→ **引用文**:
┌──

クタビレ爺イの山日記

諸先達の記録などを後追いして高崎近辺の低山中心に歩いています。

十三回目の御巣鷹の尾根  H-28-10- 4

2016-10-05 19:13:23 | 神流・上野村
毎日の悪天候に嫌気を覚えている内に早くも季節は10月。それでも10/4は一日だけ
晴れの予報が出たので今年二回目の御巣鷹の尾根への慰霊登山に出かけた。
2003-8に初めて訪れてから2016-10まで本人の病気や水害の年を除いて今回で
13回目。ここ数年は慰霊と共に現存の膨大な墓銘碑を記録に残すことも兼ねているが
未だ発表されている犠牲者名簿を基準にすると数十名の方々の墓銘碑が記録されていない。

└──

→ **エントリー抜粋**:
┌──

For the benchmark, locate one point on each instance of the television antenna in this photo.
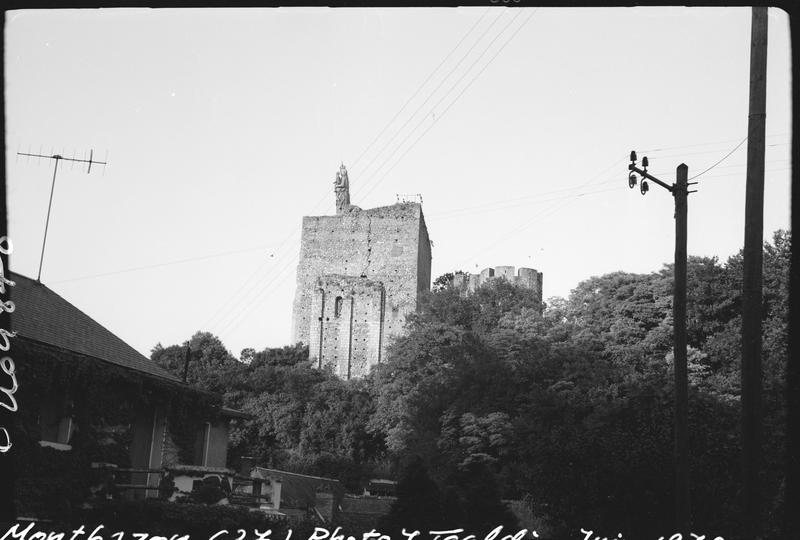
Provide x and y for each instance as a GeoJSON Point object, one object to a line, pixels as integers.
{"type": "Point", "coordinates": [57, 158]}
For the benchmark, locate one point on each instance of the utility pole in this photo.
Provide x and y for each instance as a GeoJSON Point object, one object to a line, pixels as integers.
{"type": "Point", "coordinates": [752, 276]}
{"type": "Point", "coordinates": [680, 192]}
{"type": "Point", "coordinates": [57, 158]}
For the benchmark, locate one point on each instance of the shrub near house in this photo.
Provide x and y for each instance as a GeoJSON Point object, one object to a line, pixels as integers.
{"type": "Point", "coordinates": [91, 398]}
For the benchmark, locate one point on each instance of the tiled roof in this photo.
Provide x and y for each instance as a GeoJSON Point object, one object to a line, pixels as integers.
{"type": "Point", "coordinates": [300, 490]}
{"type": "Point", "coordinates": [44, 316]}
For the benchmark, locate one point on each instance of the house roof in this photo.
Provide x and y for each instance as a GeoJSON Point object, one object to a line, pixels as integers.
{"type": "Point", "coordinates": [42, 315]}
{"type": "Point", "coordinates": [299, 490]}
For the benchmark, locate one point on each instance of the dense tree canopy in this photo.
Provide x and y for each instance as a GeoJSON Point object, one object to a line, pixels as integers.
{"type": "Point", "coordinates": [486, 397]}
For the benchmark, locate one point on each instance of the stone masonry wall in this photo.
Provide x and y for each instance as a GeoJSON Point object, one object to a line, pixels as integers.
{"type": "Point", "coordinates": [377, 261]}
{"type": "Point", "coordinates": [526, 277]}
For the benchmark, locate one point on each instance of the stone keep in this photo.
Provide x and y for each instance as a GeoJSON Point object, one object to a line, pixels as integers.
{"type": "Point", "coordinates": [360, 273]}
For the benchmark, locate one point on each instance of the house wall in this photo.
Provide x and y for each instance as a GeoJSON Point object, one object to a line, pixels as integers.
{"type": "Point", "coordinates": [218, 445]}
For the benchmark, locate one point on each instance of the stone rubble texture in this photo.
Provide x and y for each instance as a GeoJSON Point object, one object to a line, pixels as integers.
{"type": "Point", "coordinates": [526, 277]}
{"type": "Point", "coordinates": [360, 273]}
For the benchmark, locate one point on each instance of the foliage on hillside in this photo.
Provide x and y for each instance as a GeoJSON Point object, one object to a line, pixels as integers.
{"type": "Point", "coordinates": [485, 398]}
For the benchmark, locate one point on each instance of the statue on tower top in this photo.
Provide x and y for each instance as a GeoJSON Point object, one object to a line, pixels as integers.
{"type": "Point", "coordinates": [341, 186]}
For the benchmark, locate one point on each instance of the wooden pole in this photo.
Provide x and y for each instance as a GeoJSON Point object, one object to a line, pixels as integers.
{"type": "Point", "coordinates": [752, 277]}
{"type": "Point", "coordinates": [680, 192]}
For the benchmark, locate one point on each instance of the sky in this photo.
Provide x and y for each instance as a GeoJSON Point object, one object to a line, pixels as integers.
{"type": "Point", "coordinates": [223, 127]}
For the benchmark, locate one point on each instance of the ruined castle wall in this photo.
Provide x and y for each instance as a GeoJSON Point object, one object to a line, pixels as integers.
{"type": "Point", "coordinates": [526, 277]}
{"type": "Point", "coordinates": [388, 246]}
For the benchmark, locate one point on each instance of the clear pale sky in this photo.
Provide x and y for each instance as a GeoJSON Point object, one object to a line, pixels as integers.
{"type": "Point", "coordinates": [224, 127]}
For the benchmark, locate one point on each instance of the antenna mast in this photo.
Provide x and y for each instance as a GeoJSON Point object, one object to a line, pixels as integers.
{"type": "Point", "coordinates": [57, 158]}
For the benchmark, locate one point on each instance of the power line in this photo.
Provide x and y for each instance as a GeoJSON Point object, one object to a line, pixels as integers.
{"type": "Point", "coordinates": [159, 265]}
{"type": "Point", "coordinates": [430, 95]}
{"type": "Point", "coordinates": [650, 150]}
{"type": "Point", "coordinates": [456, 98]}
{"type": "Point", "coordinates": [735, 148]}
{"type": "Point", "coordinates": [421, 86]}
{"type": "Point", "coordinates": [230, 302]}
{"type": "Point", "coordinates": [544, 213]}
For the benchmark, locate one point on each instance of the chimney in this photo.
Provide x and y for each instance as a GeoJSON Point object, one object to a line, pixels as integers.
{"type": "Point", "coordinates": [246, 466]}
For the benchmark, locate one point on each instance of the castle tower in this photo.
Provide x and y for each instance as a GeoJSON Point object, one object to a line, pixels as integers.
{"type": "Point", "coordinates": [360, 273]}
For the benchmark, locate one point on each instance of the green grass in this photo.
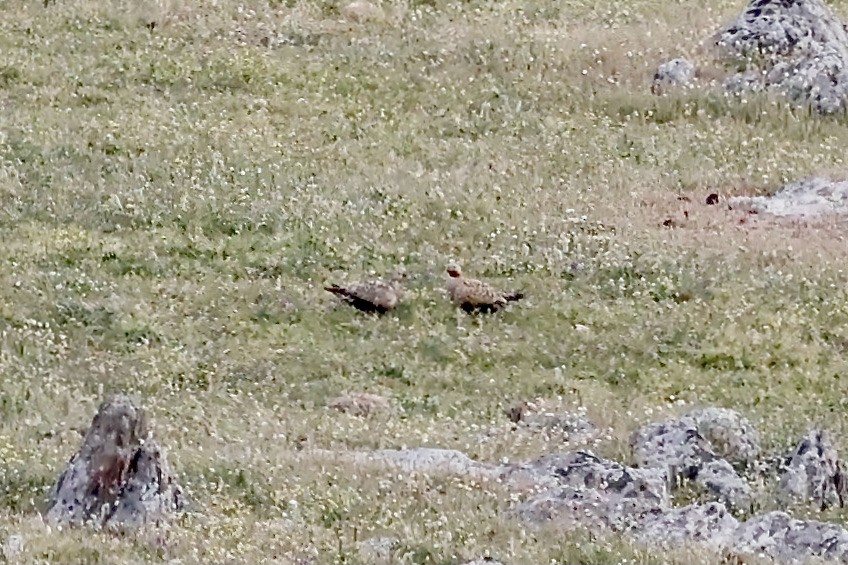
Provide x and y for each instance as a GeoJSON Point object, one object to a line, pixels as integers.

└──

→ **出題**:
a. 御巣鷹の尾根の山日記によると、2016-10の慰霊登山は初めての訪問から数えて何回目ですか。
b. 御巣鷹の尾根の山日記を、最後の文の後から書き継いでください。

→ **各問の解答**:
a. 13回目です。

b.
色々な事情などで墓銘碑を作っていない方も数十名居られるとの話は聞くが
そんな資料が存在するかは分からないし、個人情報だから詮索は憚られる。
従って爺イの作成している電子アルバムは五十音順に6冊のデジブックに分かれて
収録されているが残念ながらネット公表は出来ない。しかしながら時代の推移で世代も
変わっていくと今の状態の記録が貴重になるかも知れないので爺イの意思を理解してくれている
数人の方々に一括して収録してあるDVDを託す事にしている。

寄る年波で最近はいつも今回が最後かもと思いながらの御巣鷹行きだが
今年は残り60名分まで来ているの異例の年間二回目。
最近手に入れた奈良の「斑鳩の里・中宮寺」の「山吹香」を持って出発。富岡・下仁田
経由r-45で南牧を南進、「湯ノ沢トンネル」手前の橋から南牧村最南端の檜沢地区を
一望。このr-45がずっと「西上州やまびこ街道」と思っていたら「街道」は橋から分かれる
旧道の事でトンネル先の上野村でr-45(下仁田・上野線)に合流している。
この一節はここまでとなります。